- _ФРАГМЕНТ ДОКУМЕНТА_
○ ○ ○ ○
Но борьба русских инженеров продолжилась: согласно правительственному постановлению, автоматически вступившему в силу 15 марта 1925 г., все инженеры и архитекторы должны быть членами инженерной палаты (русские не имели своей инженерной палаты и не были членами югославских институций), иметь диплом технического факультета, являться подданными Королевства, иметь три года практики на государственной, общинной или на частной службе, сдать госэкзамен, быть «хорошего поведения», не судимыми,  владеть государственным языком. В случае последовательного применения этих постановлений, почти все русские инженеры не имели бы работы. После запроса Союза  правительство в очередной раз заверило, что русские инженеры будут иметь тот же статус, что  и граждане Королевства[26].

И в дальнейшем власти придерживались подобной практики  защиты и покровительства. Лучше всего устраивались инженеры, имевшие частную инженерную практику. Достаточно было иметь соответствующий диплом и три года работы инженером, а также заплатить определенную таксу, чтобы министерство строительства давало ему без хлопот соответствующее разрешение. Вначале таких инженеров было не много, большинство предпочитало работать в государственных организациях или в частном секторе, нежели полагаться только на себя в новой стране. Но с ходом времени по мере адаптации таковых становилось больше. Если в  1929 г. было шесть подобных инженеров, то в 1935 г. их было уже 19[27]. Всего в середине 1920-х годов в Королевстве находилось 203 русских инженера[28].
○ ○ ○ ○
- _СУТЬ ЗАДАНИЯ_
1) Сколько русских инженеров, согласно фрагменту о русских инженерах в Королевстве, находилось там в середине 1920-х годов?
2) Продолжите фрагмент о русских инженерах в Королевстве с последнего приведённого предложения.
Приведённый далее перечень для работы не понадобится.

- _ИСХОДНЫЕ ДАННЫЕ_
○ ○ ○ ○
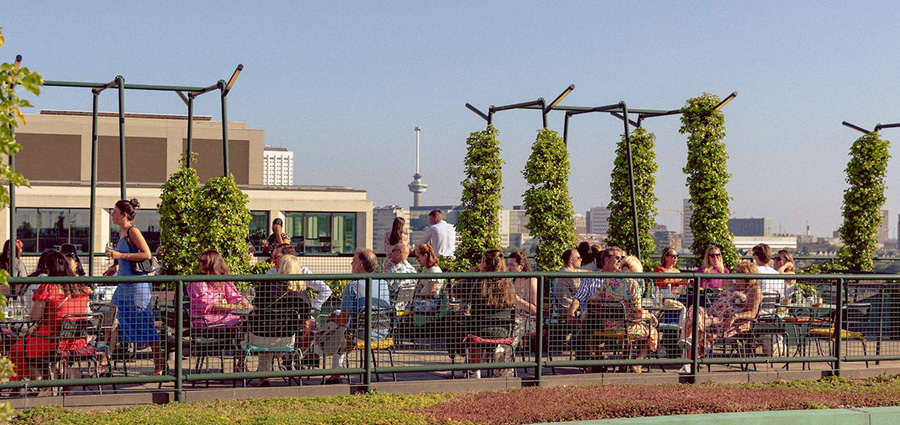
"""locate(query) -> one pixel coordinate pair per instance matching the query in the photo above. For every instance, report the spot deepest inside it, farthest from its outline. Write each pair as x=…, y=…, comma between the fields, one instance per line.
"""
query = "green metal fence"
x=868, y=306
○ ○ ○ ○
- _ОТВЕТЫ_
1) В середине 1920-х годов в Королевстве находилось 203 русских инженера.

2)
Некоторые из них даже свое свободное время отдавали изобретательству, внедрению нового. Инженер Андрей Васильевич Модрах из Белграда изобрел «автомат для предотвращения столкновения поездов»[29]. Выпускник 1 Русского Великого Князя Константина Константиновича Кадетского корпуса Алексей Николаевич Жуков (13. 11. 1910, Рига—29. 10. 1973, Торонто), закончивший технический факультет   Белградского университета, изобрел оригинальный аппаратат для анестезии и получил правительственную награду. В 1950 г. , как и многие русские, покинул Югославию, уехав в Канаду[30].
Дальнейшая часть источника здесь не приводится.